_Requirement_
Copy every line of the rows below that contains the string "neck". Matching is case-sensitive.

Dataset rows
****
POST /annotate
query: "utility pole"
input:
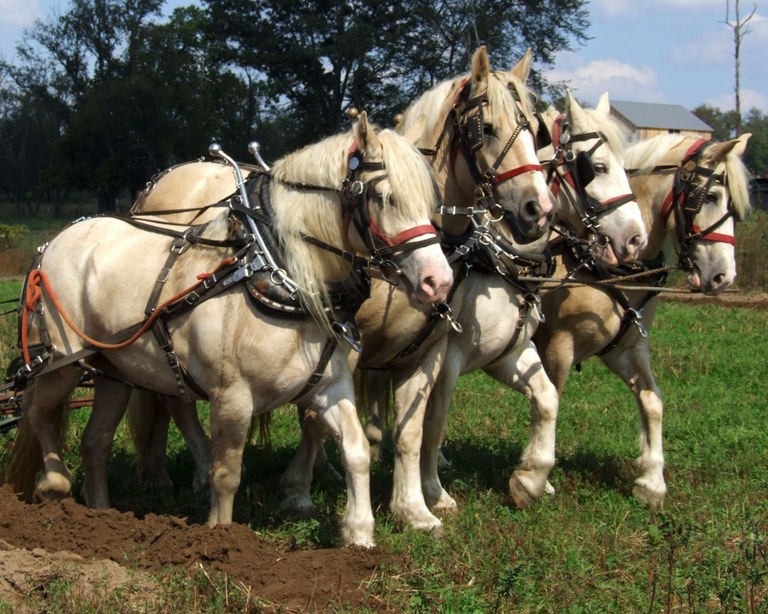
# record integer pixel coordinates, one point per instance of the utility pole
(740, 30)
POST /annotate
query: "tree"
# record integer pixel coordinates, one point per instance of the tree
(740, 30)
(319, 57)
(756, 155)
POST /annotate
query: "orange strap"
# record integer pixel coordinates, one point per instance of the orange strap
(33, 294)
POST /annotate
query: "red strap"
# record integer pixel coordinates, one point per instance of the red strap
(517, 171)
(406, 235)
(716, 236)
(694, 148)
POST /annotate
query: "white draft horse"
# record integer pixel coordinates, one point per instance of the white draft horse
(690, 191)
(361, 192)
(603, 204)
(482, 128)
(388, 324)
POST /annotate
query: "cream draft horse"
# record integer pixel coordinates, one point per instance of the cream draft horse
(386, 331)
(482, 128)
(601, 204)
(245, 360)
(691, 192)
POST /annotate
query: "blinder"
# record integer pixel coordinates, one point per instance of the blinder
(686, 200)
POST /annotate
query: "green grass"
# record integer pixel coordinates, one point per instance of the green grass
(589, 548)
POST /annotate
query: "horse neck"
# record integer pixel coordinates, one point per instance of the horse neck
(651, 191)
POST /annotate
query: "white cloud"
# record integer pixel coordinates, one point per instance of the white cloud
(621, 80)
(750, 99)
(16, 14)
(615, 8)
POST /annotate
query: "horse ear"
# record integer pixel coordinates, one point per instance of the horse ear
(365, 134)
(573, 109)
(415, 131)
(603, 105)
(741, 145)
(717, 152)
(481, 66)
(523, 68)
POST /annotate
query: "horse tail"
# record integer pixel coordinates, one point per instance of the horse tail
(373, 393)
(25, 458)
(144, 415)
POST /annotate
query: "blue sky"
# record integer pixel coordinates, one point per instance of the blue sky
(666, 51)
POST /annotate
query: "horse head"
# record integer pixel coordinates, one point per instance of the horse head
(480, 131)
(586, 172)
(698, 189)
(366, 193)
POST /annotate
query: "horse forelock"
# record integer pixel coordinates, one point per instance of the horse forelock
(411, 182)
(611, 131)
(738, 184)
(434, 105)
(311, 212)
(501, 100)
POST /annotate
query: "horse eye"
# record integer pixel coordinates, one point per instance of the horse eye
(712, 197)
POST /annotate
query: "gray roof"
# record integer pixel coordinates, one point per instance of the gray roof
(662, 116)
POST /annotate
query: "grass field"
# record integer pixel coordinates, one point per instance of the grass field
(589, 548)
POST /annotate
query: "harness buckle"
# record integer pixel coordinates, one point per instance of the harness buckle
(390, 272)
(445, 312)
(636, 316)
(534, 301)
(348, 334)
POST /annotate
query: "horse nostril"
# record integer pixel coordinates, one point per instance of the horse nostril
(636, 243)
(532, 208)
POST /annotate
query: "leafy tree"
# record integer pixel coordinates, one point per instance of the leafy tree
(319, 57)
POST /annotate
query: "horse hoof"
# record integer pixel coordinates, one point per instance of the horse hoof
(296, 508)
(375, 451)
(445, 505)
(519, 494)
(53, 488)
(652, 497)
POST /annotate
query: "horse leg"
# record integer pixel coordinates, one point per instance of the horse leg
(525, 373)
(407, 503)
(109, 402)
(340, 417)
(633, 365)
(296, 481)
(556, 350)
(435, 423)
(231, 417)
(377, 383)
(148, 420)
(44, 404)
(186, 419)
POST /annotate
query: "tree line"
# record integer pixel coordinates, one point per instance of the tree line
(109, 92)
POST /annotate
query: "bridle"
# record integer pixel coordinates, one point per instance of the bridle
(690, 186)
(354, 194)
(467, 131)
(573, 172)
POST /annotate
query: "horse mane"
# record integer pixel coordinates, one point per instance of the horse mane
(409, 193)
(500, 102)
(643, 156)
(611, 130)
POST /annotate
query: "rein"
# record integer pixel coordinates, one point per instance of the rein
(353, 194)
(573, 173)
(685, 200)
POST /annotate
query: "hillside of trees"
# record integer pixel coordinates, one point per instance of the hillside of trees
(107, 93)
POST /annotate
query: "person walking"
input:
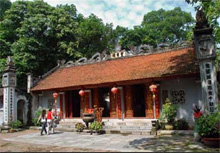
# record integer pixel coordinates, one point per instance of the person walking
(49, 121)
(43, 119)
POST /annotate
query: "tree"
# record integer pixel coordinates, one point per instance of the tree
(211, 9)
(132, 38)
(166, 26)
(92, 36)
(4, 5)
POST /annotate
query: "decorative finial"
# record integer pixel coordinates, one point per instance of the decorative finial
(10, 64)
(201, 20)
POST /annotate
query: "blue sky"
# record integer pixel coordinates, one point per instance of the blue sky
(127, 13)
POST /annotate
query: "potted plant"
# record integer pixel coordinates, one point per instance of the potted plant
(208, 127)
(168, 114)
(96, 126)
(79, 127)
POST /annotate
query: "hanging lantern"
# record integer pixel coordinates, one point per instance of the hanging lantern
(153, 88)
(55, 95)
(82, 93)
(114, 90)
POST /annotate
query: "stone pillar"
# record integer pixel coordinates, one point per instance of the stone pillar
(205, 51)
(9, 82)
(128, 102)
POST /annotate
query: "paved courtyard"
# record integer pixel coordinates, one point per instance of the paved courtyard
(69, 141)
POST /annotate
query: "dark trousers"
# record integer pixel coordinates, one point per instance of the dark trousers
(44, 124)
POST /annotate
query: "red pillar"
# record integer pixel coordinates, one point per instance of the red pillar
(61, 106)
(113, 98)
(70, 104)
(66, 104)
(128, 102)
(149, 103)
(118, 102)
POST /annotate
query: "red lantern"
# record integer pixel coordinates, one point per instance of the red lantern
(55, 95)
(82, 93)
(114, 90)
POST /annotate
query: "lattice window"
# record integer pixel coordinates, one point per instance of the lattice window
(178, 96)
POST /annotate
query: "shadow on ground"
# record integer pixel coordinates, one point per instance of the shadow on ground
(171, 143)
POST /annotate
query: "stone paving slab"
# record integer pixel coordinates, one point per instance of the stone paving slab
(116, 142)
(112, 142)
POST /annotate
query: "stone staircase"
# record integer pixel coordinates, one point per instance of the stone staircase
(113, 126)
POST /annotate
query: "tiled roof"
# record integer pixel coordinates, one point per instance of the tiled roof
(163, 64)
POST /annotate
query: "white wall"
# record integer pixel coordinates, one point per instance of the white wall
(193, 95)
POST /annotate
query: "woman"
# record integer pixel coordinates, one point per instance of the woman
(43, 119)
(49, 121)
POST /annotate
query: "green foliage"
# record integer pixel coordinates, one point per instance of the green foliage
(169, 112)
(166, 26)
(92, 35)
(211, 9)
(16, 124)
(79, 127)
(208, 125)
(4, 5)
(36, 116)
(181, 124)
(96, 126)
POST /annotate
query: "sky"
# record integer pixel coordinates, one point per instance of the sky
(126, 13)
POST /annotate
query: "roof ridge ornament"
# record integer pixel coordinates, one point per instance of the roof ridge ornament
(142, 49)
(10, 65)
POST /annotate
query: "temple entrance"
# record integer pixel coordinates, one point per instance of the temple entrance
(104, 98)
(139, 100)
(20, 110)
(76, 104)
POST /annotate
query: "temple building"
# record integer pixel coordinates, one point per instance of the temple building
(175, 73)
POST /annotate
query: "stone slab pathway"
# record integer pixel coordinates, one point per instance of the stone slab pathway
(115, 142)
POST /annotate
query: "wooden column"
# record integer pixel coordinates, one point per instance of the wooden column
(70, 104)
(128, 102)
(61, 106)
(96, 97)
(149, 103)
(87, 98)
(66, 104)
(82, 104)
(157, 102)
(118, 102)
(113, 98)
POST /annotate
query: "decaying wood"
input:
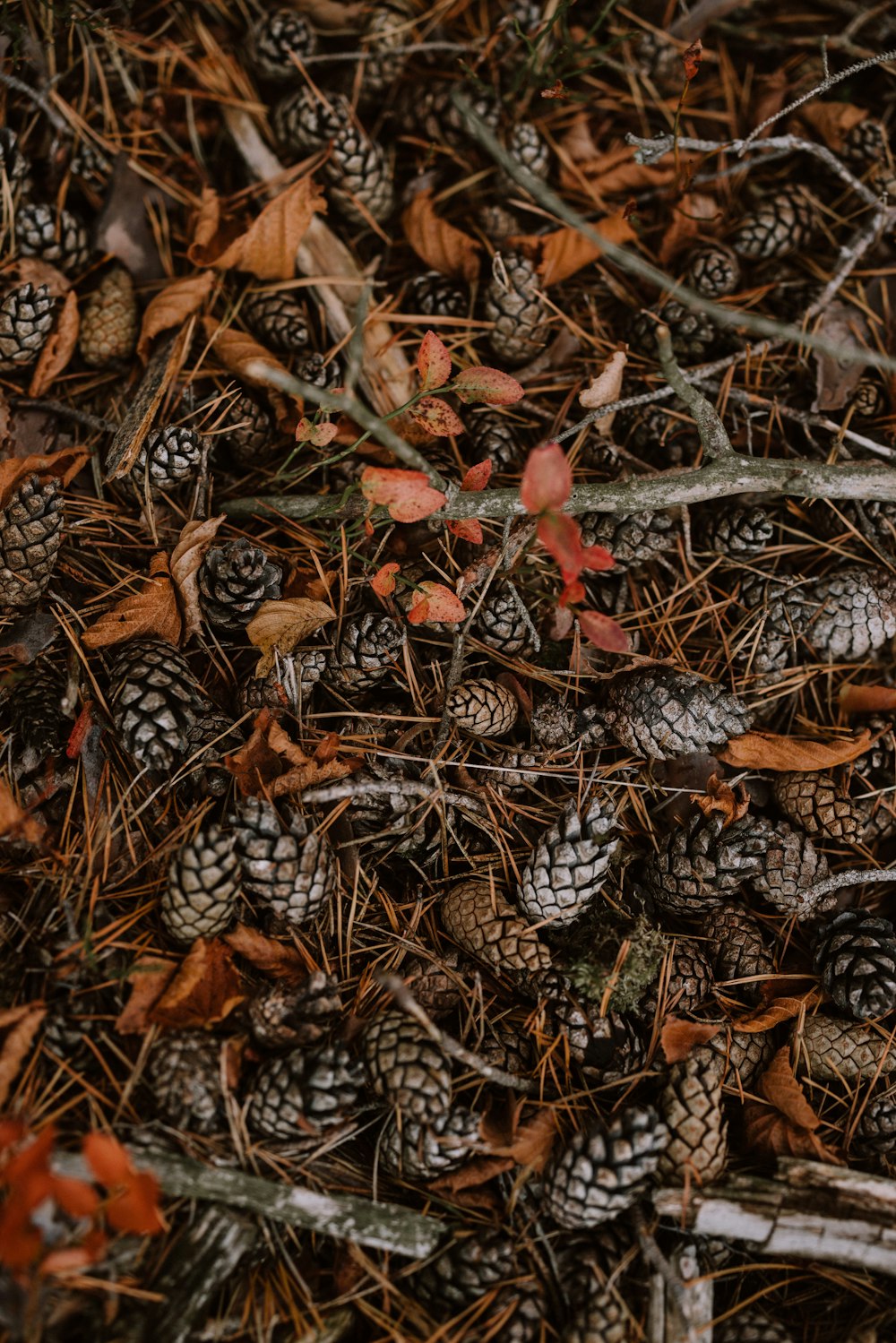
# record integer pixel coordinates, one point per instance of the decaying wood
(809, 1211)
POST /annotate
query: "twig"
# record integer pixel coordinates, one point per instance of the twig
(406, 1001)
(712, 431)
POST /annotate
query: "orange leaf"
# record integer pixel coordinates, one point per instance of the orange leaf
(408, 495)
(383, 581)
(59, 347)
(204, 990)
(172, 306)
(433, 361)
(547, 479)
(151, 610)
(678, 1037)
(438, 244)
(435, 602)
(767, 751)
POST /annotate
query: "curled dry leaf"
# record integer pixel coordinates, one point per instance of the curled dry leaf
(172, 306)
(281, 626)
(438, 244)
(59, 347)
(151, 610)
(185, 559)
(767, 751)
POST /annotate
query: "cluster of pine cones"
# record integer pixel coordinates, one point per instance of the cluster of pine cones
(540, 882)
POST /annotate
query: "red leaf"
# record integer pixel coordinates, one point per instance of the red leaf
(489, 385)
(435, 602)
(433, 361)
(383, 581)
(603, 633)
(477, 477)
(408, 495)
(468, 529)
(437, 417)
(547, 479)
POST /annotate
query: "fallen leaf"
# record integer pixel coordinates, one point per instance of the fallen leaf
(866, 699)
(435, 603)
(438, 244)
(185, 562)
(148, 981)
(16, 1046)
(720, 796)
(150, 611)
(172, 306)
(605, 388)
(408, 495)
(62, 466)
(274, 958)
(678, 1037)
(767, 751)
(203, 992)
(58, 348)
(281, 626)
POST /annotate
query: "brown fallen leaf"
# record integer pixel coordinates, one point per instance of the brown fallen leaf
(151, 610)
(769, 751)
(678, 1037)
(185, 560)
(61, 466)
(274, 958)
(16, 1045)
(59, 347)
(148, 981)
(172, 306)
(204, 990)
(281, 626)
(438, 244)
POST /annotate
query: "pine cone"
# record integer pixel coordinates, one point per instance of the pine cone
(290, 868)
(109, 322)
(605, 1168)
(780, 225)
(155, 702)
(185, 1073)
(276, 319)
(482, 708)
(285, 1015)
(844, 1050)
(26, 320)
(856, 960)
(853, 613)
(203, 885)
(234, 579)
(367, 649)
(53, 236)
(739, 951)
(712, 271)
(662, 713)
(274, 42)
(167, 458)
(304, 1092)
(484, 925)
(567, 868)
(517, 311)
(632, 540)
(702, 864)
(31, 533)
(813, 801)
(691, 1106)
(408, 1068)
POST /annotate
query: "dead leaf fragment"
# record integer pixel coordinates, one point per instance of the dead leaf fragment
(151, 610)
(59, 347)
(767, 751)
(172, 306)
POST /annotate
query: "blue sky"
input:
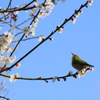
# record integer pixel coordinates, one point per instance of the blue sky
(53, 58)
****
_Exercise solution_
query: "horse neck"
# record integer pixel coordinates, one point per instance of the horse neck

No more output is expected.